-- start of Recorded data --

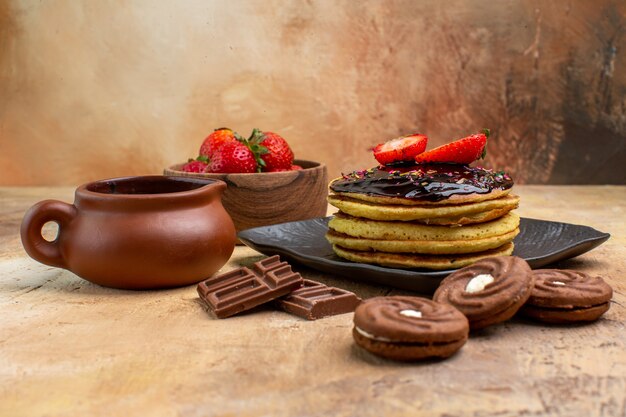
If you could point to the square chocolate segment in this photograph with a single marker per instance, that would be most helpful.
(315, 300)
(243, 288)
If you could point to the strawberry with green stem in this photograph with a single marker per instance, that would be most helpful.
(217, 139)
(274, 153)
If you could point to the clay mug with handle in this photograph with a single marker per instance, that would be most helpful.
(142, 232)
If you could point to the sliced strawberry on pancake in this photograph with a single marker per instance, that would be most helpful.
(462, 151)
(404, 148)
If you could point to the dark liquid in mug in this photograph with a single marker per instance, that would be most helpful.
(157, 185)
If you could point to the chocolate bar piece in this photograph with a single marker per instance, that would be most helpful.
(315, 300)
(243, 288)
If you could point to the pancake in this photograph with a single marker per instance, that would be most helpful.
(405, 261)
(374, 229)
(430, 216)
(421, 246)
(449, 214)
(430, 184)
(455, 199)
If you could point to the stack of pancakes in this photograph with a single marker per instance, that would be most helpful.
(432, 216)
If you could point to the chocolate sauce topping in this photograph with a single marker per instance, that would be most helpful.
(431, 182)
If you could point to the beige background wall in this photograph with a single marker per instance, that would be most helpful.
(95, 89)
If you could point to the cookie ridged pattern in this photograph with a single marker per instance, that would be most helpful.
(381, 316)
(512, 285)
(559, 288)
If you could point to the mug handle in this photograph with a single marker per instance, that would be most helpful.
(36, 246)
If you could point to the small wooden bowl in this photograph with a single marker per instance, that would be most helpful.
(261, 199)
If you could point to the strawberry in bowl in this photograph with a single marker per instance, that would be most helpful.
(266, 185)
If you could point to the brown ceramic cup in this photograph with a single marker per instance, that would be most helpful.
(136, 232)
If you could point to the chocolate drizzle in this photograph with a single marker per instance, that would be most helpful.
(431, 182)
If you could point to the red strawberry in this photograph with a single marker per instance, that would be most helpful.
(232, 157)
(275, 153)
(292, 168)
(216, 139)
(400, 149)
(462, 151)
(195, 165)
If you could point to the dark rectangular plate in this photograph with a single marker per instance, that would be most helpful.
(540, 243)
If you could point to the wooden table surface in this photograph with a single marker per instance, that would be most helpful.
(71, 348)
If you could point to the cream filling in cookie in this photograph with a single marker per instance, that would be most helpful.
(371, 336)
(412, 313)
(478, 283)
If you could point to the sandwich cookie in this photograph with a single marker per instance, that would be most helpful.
(566, 296)
(409, 328)
(488, 292)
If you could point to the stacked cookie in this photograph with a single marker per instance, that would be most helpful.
(434, 216)
(488, 292)
(493, 290)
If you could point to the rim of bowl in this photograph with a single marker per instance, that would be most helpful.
(313, 165)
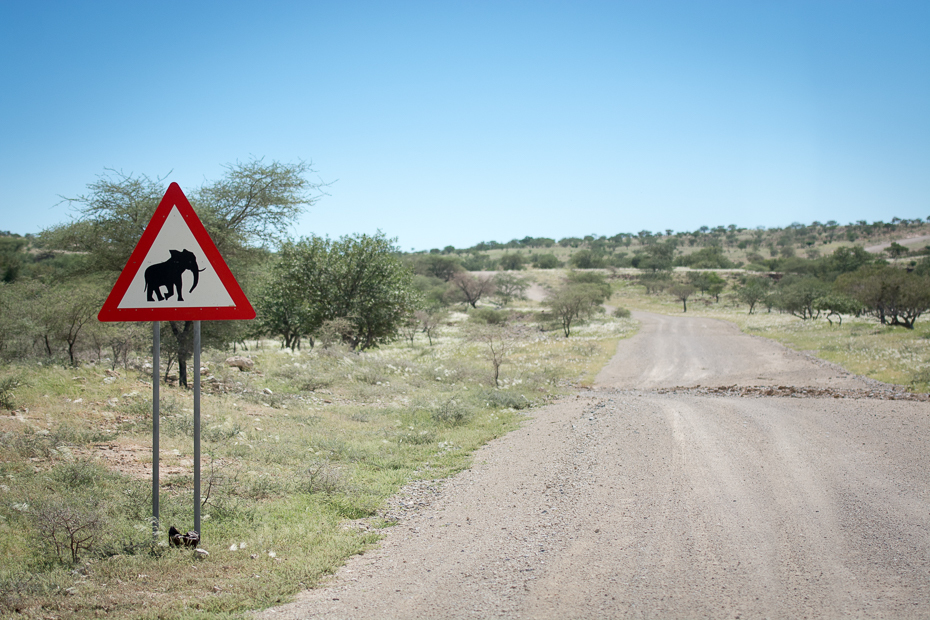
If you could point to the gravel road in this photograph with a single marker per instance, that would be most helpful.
(709, 474)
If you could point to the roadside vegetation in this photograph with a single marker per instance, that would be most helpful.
(366, 370)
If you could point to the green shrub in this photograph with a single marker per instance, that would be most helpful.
(451, 412)
(621, 313)
(503, 399)
(488, 316)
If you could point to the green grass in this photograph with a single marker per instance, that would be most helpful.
(299, 457)
(861, 345)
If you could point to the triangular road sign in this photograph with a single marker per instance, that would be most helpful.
(176, 273)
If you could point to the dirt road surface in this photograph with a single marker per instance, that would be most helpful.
(737, 495)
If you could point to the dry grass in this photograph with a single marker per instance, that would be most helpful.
(299, 457)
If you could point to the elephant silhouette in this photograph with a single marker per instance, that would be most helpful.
(168, 274)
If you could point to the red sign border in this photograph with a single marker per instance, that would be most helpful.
(174, 197)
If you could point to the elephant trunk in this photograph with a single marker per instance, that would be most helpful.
(196, 273)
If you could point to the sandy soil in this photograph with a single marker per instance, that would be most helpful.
(634, 500)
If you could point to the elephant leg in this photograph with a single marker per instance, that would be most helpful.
(153, 289)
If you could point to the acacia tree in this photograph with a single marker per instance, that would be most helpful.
(250, 207)
(682, 292)
(892, 295)
(509, 287)
(470, 288)
(572, 303)
(497, 342)
(357, 279)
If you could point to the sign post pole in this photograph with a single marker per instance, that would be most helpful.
(151, 288)
(197, 426)
(156, 363)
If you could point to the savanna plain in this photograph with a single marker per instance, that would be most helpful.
(680, 493)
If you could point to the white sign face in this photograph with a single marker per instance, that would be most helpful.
(166, 278)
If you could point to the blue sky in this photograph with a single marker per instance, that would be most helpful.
(448, 123)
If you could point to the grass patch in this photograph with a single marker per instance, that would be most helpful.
(298, 457)
(860, 345)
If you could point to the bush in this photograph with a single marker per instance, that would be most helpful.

-- end of Recorded data --

Goal: Copy exactly the line containing "If you could point to the dry" and every line after it, ending with the last line of the records above.

Response to the task:
If you could point to the dry grass in this photograph with a single marker per instance, that would be most helpful.
(299, 457)
If you could point to the elephant silhouette in this photograph with a single marker per instance, that would be most helpful.
(168, 274)
If you could point to the red sign border in this photograph with a single marker per instance, that would be most helpful.
(174, 197)
If you could point to the elephant trunk in this photograph with a single marker per instance, that would be most helpful.
(196, 273)
If you could point to the sandy soil in this photograph with a single marker per instance, that would be most helpful.
(634, 500)
If you could point to the elephant leg in this photograph with a single marker per instance, that would be most helpful.
(153, 289)
If you could point to the acacia tree in this photograph with a single marker per instance, that would be most helpful.
(250, 207)
(682, 292)
(892, 295)
(509, 287)
(470, 288)
(572, 303)
(497, 342)
(357, 279)
If you could point to the sign post pole in this photograph with a single marker per instance, that would be most helpful.
(151, 288)
(197, 426)
(156, 363)
If you could point to the savanna plain in this photograph with a single marker per instance, that would be most helpful.
(680, 493)
If you could point to the white sign face in this photograph with a single marker per instance, that would be most helpful.
(166, 278)
If you could point to the blue sky in this photograph with a single marker per instance, that would be most helpful.
(448, 123)
If you could point to the grass patch in this photograph with a single marker per instance, that would be most helpful.
(298, 457)
(860, 345)
If you could point to the bush in this photograph with a single marker per instance, that would be most helpful.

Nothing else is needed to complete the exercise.